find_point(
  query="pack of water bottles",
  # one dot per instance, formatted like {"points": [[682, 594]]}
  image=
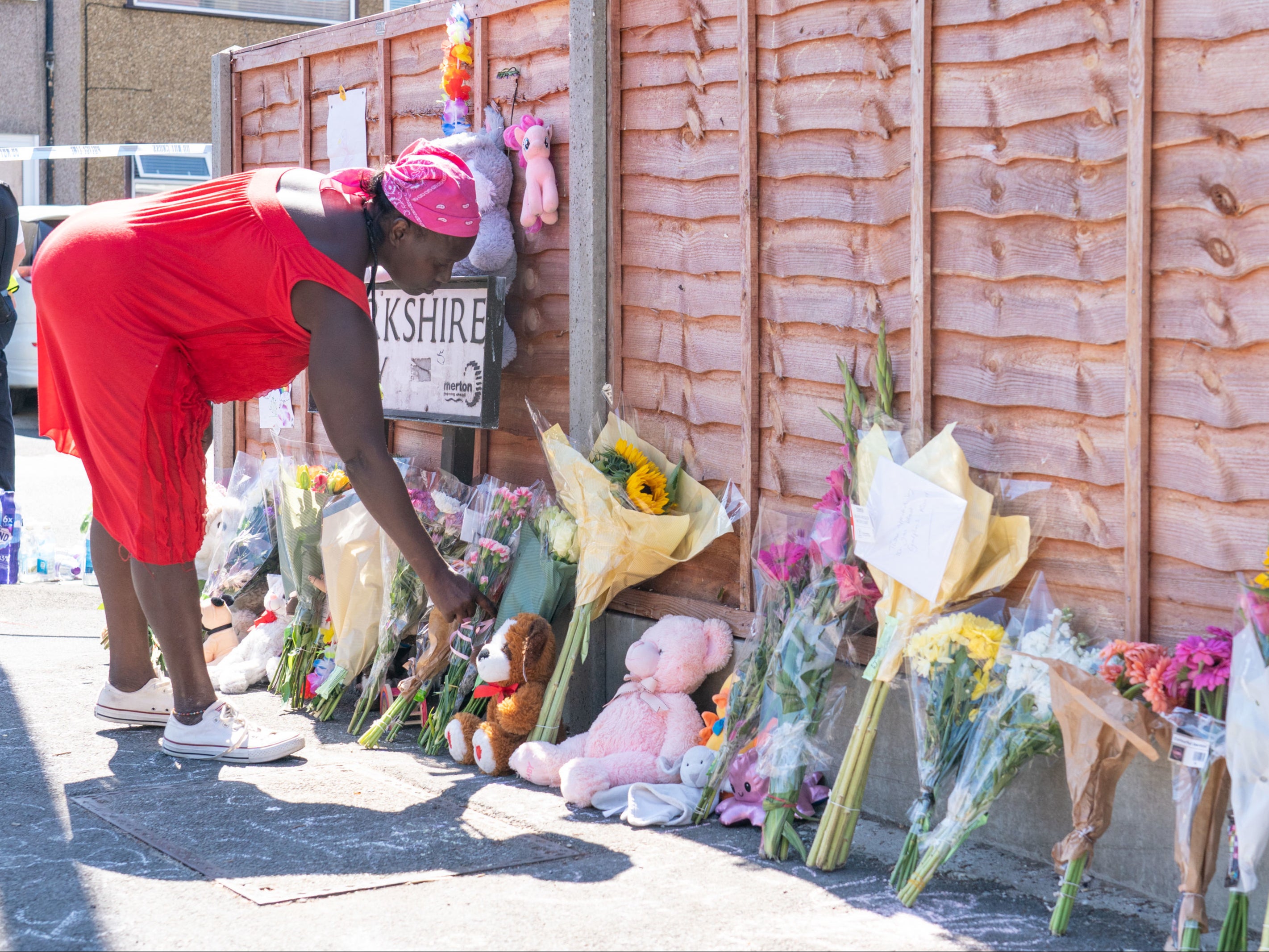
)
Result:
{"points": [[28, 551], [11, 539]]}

☆ ☆ ☆

_Work order_: Print each record exactly as it stands, skipping the pictures.

_Reply to the exercise_:
find_point(
  query="pack of water bottles",
  # one dot per instance, formatted like {"points": [[682, 594]]}
  image=
)
Result:
{"points": [[28, 551], [11, 539]]}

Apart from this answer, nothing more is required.